+++ RECORDS FOR THIS EXERCISE

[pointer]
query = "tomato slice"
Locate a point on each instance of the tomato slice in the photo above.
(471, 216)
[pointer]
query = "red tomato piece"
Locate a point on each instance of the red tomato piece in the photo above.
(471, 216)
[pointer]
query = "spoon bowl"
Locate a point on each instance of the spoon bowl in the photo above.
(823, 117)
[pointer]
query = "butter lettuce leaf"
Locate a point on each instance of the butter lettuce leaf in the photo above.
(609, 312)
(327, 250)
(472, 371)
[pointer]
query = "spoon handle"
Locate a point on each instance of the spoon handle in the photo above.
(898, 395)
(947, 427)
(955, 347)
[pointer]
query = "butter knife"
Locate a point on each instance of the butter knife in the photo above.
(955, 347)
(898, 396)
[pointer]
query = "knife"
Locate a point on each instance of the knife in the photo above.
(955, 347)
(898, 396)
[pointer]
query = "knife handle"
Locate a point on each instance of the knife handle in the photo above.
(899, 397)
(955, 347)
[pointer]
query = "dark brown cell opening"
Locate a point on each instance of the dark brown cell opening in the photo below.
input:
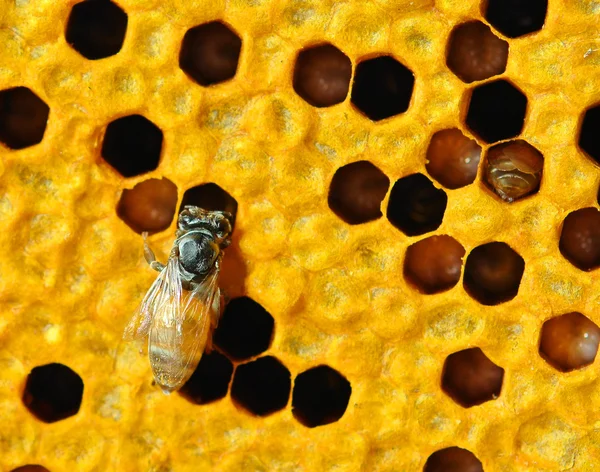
(433, 265)
(322, 75)
(320, 396)
(470, 378)
(453, 459)
(589, 136)
(53, 392)
(210, 380)
(132, 145)
(210, 53)
(475, 53)
(149, 206)
(580, 238)
(96, 28)
(569, 341)
(23, 118)
(382, 88)
(493, 273)
(416, 207)
(452, 158)
(210, 197)
(356, 192)
(514, 18)
(262, 386)
(513, 170)
(496, 111)
(245, 329)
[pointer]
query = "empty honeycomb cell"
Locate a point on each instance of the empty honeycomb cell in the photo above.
(262, 386)
(320, 396)
(513, 170)
(475, 53)
(580, 238)
(210, 53)
(453, 459)
(23, 118)
(322, 75)
(415, 206)
(569, 341)
(356, 192)
(245, 329)
(210, 380)
(496, 111)
(452, 158)
(470, 378)
(382, 87)
(210, 197)
(53, 392)
(96, 28)
(132, 145)
(514, 18)
(434, 264)
(149, 206)
(493, 273)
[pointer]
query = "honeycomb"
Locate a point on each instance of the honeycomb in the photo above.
(412, 283)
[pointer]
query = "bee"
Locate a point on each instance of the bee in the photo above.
(182, 307)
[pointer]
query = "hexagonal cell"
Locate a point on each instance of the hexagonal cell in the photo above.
(382, 88)
(210, 380)
(433, 265)
(569, 341)
(580, 238)
(453, 459)
(53, 392)
(245, 329)
(475, 53)
(513, 170)
(149, 206)
(589, 139)
(514, 18)
(416, 207)
(210, 53)
(262, 386)
(470, 378)
(96, 28)
(356, 192)
(493, 273)
(210, 197)
(132, 145)
(320, 396)
(452, 158)
(322, 75)
(23, 118)
(496, 111)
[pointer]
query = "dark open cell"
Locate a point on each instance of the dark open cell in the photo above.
(210, 53)
(262, 386)
(320, 397)
(96, 28)
(132, 145)
(210, 380)
(475, 53)
(453, 459)
(470, 378)
(496, 111)
(23, 118)
(493, 273)
(514, 18)
(322, 75)
(356, 192)
(382, 88)
(53, 392)
(416, 207)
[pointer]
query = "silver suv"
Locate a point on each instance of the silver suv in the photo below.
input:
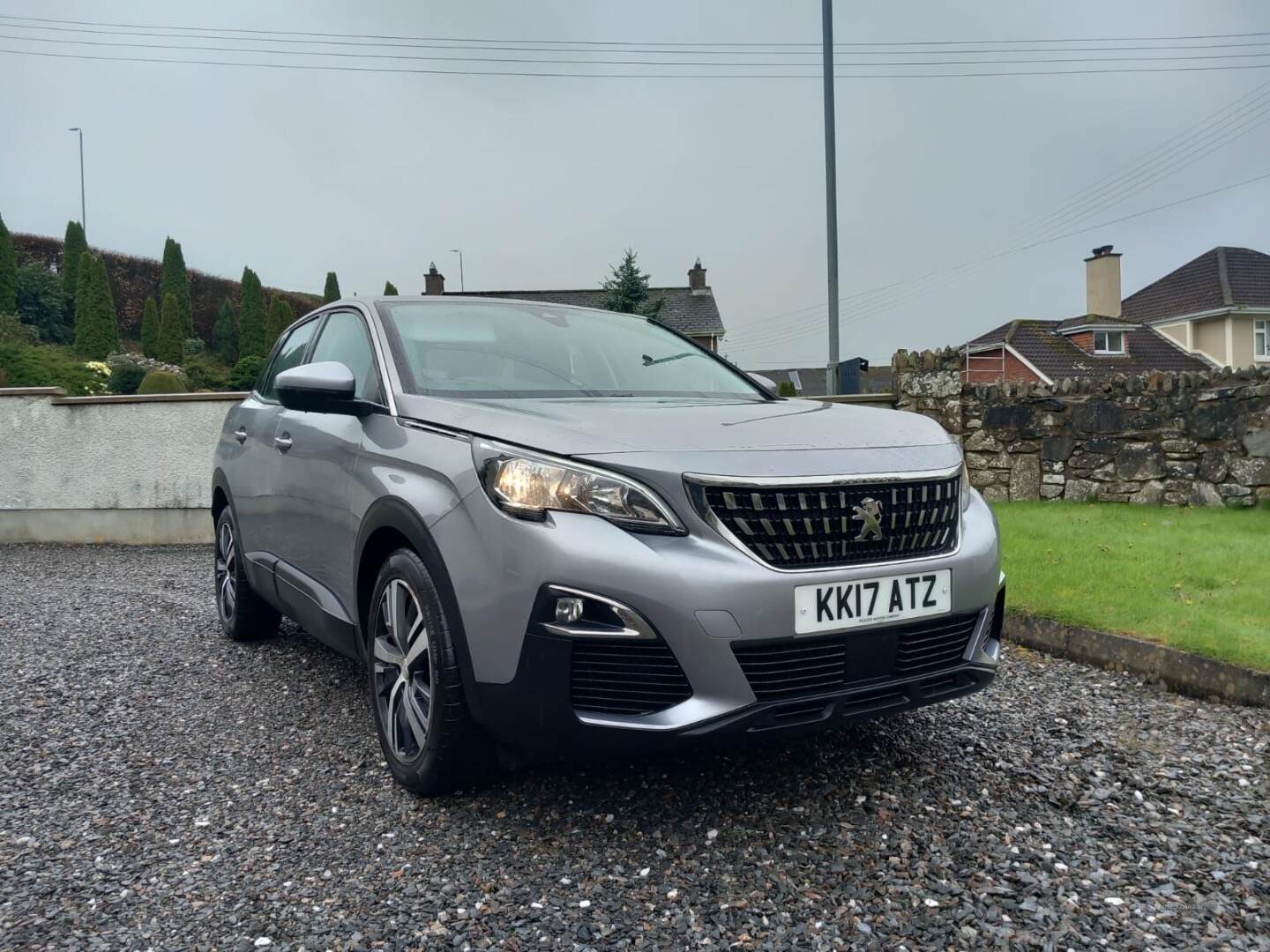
(557, 528)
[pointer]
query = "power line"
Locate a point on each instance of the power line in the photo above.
(333, 68)
(614, 63)
(626, 42)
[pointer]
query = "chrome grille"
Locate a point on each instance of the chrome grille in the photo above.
(805, 527)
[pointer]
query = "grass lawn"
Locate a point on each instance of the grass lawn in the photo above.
(1195, 579)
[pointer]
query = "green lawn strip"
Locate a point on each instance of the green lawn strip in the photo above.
(1195, 579)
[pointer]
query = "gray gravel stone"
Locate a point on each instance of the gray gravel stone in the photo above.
(161, 787)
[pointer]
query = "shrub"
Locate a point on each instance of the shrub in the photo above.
(8, 271)
(126, 377)
(172, 331)
(14, 331)
(332, 291)
(202, 374)
(150, 329)
(245, 372)
(225, 333)
(253, 340)
(74, 245)
(161, 383)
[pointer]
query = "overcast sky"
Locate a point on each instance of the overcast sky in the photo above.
(542, 182)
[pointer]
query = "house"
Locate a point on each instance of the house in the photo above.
(1102, 342)
(1217, 306)
(689, 310)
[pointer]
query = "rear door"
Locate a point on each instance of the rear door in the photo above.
(314, 466)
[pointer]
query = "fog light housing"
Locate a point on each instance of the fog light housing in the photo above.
(568, 609)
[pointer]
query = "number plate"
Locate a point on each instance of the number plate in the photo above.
(837, 606)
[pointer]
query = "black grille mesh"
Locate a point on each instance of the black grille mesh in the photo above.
(810, 666)
(625, 677)
(794, 527)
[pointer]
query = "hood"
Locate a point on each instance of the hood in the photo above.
(608, 427)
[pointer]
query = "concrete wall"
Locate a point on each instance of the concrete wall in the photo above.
(107, 469)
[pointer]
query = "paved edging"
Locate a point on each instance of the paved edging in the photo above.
(1177, 671)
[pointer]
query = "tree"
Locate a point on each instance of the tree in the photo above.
(225, 334)
(175, 279)
(332, 291)
(172, 334)
(42, 302)
(628, 288)
(97, 323)
(8, 271)
(253, 340)
(150, 329)
(74, 245)
(280, 319)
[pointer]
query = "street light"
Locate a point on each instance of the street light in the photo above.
(462, 286)
(83, 207)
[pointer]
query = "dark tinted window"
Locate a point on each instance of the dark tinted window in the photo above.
(344, 339)
(290, 354)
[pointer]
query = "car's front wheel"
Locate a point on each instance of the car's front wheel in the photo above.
(421, 718)
(244, 614)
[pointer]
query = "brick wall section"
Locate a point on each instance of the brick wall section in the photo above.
(133, 279)
(1160, 438)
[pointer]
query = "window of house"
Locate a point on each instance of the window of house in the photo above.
(1109, 342)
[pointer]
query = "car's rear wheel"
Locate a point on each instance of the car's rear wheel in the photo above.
(421, 716)
(244, 614)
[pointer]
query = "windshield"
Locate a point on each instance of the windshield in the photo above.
(476, 349)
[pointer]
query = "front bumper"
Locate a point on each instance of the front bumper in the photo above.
(704, 598)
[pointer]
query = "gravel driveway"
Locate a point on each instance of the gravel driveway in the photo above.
(163, 787)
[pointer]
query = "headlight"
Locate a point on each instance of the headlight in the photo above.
(528, 485)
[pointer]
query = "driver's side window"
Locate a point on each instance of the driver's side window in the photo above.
(290, 354)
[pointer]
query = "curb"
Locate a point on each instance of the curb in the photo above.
(1177, 671)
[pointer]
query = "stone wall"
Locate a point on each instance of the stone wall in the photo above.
(1160, 438)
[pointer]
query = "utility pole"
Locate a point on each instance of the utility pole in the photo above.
(83, 207)
(831, 193)
(462, 285)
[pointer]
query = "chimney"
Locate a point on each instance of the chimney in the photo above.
(1102, 282)
(698, 279)
(433, 282)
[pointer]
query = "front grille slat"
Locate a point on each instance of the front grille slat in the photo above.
(856, 524)
(804, 668)
(625, 678)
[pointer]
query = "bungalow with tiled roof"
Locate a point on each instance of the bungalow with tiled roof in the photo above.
(690, 310)
(1100, 343)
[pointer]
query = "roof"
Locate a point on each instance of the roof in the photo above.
(1057, 355)
(1223, 277)
(684, 311)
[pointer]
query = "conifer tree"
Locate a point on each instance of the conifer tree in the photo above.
(225, 334)
(8, 271)
(332, 291)
(150, 329)
(172, 331)
(74, 245)
(628, 288)
(253, 340)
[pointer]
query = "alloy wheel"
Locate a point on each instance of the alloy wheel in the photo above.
(403, 671)
(227, 571)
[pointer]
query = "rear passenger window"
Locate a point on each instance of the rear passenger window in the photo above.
(290, 354)
(346, 340)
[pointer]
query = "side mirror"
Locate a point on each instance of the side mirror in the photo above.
(325, 387)
(765, 383)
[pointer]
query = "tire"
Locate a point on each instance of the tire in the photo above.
(244, 614)
(427, 735)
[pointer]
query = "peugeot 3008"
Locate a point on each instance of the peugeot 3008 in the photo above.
(560, 528)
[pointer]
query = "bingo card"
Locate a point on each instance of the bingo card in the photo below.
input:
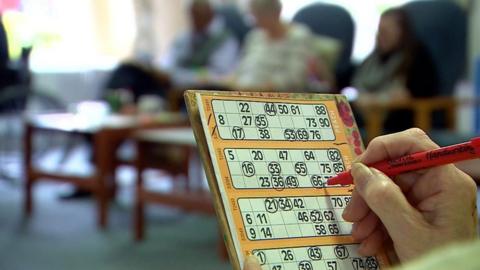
(267, 158)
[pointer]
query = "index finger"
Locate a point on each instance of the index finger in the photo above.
(396, 145)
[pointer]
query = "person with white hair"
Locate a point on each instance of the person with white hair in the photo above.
(204, 53)
(277, 56)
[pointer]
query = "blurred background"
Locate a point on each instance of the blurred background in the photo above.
(98, 165)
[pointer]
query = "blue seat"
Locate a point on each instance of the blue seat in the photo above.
(335, 22)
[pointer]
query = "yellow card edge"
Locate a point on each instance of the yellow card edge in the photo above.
(195, 120)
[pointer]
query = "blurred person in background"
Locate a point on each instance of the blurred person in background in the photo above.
(205, 53)
(278, 56)
(399, 68)
(197, 57)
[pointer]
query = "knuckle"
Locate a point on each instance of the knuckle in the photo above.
(381, 191)
(415, 131)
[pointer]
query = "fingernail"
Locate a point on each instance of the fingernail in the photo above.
(361, 174)
(252, 261)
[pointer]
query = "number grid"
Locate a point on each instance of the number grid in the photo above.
(332, 257)
(299, 168)
(293, 217)
(245, 120)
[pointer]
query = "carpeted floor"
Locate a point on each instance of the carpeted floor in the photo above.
(63, 235)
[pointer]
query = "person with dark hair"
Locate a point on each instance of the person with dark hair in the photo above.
(279, 56)
(198, 57)
(399, 68)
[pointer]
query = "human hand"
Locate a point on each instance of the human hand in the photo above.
(251, 263)
(417, 211)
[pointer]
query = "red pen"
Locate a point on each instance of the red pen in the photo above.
(417, 161)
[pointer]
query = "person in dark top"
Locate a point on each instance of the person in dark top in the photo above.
(7, 75)
(399, 68)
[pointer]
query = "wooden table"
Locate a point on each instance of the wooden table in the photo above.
(107, 136)
(192, 197)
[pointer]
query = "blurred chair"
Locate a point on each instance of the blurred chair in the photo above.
(446, 40)
(442, 27)
(335, 22)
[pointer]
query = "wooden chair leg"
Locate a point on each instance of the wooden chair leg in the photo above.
(28, 206)
(27, 163)
(138, 212)
(102, 208)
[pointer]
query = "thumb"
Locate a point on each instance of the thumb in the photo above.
(386, 200)
(251, 263)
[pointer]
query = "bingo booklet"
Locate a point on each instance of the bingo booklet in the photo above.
(267, 157)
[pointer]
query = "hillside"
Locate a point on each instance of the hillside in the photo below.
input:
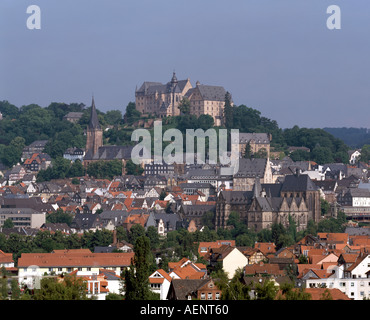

++++++

**DIRECTIONS FOR THIS TASK**
All lines that contain the word "silver" should be copied from the listing.

**TASK SOLUTION**
query = "silver suv"
Locate a point on each instance of the silver suv in the photo below.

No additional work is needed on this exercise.